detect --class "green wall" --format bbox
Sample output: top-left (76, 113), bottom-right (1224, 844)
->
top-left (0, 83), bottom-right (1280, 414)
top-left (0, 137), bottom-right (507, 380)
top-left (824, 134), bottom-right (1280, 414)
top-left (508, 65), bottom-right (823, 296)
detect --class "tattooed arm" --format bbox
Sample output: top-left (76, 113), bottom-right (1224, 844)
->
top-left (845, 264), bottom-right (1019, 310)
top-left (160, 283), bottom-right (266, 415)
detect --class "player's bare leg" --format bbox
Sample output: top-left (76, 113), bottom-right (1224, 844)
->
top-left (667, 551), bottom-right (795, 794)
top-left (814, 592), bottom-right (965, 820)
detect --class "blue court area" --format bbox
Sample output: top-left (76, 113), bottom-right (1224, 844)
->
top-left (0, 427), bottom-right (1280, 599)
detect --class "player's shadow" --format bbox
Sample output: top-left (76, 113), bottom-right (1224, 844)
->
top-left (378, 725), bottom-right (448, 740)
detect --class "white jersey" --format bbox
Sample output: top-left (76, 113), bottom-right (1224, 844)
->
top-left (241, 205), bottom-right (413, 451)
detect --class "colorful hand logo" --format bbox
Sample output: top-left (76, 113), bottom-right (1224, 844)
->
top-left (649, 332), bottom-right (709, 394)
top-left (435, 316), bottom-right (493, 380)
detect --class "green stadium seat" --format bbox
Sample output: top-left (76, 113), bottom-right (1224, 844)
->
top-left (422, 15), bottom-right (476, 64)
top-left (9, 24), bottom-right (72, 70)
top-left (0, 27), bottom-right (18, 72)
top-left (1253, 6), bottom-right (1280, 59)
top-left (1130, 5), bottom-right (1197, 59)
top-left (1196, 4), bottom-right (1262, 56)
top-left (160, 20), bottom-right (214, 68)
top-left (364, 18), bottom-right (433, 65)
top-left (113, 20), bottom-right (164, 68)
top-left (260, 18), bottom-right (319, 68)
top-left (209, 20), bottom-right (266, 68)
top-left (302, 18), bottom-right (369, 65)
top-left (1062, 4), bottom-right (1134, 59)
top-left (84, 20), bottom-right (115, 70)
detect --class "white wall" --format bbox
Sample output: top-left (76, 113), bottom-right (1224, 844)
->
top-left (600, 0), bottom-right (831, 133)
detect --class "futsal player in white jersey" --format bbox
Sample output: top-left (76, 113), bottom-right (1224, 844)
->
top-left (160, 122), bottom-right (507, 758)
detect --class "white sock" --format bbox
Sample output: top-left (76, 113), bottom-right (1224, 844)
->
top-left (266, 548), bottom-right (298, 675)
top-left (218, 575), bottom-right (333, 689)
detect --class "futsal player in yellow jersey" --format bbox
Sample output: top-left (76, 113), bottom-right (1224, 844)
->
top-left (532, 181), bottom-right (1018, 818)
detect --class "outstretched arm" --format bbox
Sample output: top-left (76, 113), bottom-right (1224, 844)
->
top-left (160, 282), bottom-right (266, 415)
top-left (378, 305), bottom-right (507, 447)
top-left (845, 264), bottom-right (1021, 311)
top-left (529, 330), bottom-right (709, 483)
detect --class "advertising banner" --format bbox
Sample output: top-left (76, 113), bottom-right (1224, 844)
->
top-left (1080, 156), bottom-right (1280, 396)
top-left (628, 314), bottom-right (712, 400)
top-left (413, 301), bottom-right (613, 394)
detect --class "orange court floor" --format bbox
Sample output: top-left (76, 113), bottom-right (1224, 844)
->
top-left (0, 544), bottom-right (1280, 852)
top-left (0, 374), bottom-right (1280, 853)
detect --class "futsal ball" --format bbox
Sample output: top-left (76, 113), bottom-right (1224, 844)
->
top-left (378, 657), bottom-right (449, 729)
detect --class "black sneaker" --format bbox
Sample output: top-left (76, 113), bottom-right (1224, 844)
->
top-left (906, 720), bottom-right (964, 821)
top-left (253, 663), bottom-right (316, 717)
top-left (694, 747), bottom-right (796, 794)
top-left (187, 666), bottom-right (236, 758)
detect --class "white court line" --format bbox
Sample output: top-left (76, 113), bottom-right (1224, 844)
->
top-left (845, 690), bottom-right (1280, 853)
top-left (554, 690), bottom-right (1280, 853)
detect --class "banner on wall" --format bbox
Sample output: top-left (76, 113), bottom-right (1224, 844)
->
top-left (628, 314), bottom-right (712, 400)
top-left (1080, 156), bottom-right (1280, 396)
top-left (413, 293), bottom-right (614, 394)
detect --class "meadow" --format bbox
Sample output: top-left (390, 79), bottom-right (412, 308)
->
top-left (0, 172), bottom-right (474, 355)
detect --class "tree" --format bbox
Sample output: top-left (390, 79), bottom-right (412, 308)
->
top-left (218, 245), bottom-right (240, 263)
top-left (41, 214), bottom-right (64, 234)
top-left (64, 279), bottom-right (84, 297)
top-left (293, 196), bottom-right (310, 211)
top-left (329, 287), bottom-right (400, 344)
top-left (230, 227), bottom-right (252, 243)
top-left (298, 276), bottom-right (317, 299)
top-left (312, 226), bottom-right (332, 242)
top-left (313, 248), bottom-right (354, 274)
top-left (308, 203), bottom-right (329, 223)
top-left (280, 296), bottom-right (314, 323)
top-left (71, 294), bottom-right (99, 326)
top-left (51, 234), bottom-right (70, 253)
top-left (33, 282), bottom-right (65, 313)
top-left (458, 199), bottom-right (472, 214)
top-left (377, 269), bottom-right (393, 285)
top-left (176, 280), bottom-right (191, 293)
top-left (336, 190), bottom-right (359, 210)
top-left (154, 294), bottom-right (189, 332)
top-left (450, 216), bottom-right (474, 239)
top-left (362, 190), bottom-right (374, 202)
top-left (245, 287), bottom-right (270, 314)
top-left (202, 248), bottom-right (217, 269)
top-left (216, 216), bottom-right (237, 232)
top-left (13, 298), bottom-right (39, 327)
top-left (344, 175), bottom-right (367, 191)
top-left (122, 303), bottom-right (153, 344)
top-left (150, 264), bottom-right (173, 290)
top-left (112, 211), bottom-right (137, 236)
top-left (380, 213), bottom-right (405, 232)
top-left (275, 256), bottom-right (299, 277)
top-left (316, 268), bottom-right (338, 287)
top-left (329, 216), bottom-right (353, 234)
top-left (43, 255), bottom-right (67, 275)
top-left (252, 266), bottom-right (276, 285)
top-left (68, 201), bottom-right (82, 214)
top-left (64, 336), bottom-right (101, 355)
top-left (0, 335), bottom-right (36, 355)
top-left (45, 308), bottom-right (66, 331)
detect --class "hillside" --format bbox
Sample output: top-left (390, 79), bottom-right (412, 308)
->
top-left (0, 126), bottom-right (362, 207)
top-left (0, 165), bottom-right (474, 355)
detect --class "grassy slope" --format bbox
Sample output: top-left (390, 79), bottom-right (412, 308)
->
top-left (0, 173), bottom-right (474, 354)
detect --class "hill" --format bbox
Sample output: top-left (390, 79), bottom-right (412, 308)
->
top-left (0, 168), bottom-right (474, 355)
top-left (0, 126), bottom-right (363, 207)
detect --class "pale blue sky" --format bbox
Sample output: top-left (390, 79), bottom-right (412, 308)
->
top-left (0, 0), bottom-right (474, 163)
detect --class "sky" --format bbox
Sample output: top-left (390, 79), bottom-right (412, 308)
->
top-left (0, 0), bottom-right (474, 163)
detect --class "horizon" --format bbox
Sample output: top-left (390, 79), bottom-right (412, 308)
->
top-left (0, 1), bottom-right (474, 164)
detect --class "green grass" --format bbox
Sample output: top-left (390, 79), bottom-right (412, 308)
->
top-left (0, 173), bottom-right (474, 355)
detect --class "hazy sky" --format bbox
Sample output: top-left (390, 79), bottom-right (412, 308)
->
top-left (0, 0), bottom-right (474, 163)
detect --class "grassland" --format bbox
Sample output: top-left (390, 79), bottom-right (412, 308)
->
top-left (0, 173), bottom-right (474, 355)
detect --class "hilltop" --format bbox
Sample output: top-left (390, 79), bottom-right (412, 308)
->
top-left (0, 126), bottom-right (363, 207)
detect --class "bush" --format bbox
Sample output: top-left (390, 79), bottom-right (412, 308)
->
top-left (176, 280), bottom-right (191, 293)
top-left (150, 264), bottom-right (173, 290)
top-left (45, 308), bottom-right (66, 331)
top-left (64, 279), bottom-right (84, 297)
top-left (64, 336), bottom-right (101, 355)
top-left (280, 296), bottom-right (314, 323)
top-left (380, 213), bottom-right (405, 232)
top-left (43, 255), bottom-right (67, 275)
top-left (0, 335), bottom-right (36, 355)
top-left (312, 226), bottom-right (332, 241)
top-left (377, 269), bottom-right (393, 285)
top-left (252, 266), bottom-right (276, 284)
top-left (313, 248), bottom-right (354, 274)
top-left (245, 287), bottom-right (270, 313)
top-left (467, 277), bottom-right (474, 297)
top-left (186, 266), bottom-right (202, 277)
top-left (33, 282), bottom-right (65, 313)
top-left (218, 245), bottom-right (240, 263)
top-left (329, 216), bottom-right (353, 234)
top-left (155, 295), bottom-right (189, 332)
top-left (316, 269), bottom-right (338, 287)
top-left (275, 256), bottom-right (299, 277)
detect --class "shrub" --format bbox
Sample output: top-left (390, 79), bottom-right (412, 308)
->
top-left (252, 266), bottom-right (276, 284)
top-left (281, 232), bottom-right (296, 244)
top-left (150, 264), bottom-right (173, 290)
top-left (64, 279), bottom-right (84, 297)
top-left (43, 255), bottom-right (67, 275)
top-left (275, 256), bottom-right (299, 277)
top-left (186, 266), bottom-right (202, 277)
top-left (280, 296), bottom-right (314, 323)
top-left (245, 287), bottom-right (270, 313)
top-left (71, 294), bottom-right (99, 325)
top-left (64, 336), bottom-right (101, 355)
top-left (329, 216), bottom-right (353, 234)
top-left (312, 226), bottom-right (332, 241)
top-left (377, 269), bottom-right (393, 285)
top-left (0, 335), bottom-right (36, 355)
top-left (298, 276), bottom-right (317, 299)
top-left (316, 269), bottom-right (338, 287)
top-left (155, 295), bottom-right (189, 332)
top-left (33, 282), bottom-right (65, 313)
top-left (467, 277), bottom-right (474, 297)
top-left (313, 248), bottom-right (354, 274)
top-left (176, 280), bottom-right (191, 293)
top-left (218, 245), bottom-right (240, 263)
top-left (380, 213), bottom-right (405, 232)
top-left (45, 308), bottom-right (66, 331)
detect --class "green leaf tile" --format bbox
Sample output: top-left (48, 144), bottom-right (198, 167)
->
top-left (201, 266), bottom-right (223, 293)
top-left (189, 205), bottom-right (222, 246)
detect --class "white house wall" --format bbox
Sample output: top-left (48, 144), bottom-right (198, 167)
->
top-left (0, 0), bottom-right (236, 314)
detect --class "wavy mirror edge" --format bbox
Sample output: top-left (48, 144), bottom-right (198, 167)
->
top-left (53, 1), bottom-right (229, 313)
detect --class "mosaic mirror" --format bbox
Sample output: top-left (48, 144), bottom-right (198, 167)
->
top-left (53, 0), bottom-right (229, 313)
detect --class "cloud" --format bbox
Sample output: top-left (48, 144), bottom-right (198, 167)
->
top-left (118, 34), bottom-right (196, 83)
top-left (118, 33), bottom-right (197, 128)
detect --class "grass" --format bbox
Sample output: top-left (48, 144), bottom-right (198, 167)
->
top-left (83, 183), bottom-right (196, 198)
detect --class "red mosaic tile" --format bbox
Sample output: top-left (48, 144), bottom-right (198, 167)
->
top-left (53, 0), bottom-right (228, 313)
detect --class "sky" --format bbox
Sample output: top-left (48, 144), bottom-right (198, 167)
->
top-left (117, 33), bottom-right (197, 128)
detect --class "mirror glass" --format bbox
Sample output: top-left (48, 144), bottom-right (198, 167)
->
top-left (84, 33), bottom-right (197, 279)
____
STATED TASK —
Update the entries from the first line through the line that contains "top-left (378, 725), bottom-right (448, 740)", changing "tattooed arm" to "inked arm" and leaving everything else as it is.

FINISHED TASK —
detect --class "green wall" --format bbox
Sample output: top-left (76, 113), bottom-right (1224, 844)
->
top-left (0, 83), bottom-right (1280, 414)
top-left (0, 137), bottom-right (507, 380)
top-left (824, 134), bottom-right (1280, 414)
top-left (508, 65), bottom-right (823, 296)
detect --class "inked arm" --format bbox
Sample output: top-left (76, 113), bottom-right (1224, 844)
->
top-left (845, 264), bottom-right (1019, 310)
top-left (160, 283), bottom-right (266, 415)
detect --class "player's bare leg" --format bbox
Sample output: top-left (76, 113), bottom-right (1224, 844)
->
top-left (667, 551), bottom-right (795, 794)
top-left (814, 592), bottom-right (965, 820)
detect --class "blue court area" --format bbox
Sample output: top-left (76, 113), bottom-right (1224, 844)
->
top-left (0, 427), bottom-right (1280, 599)
detect --class "player's shadow" --format bbox
Sample output: top-left (76, 113), bottom-right (1224, 844)
->
top-left (378, 725), bottom-right (448, 740)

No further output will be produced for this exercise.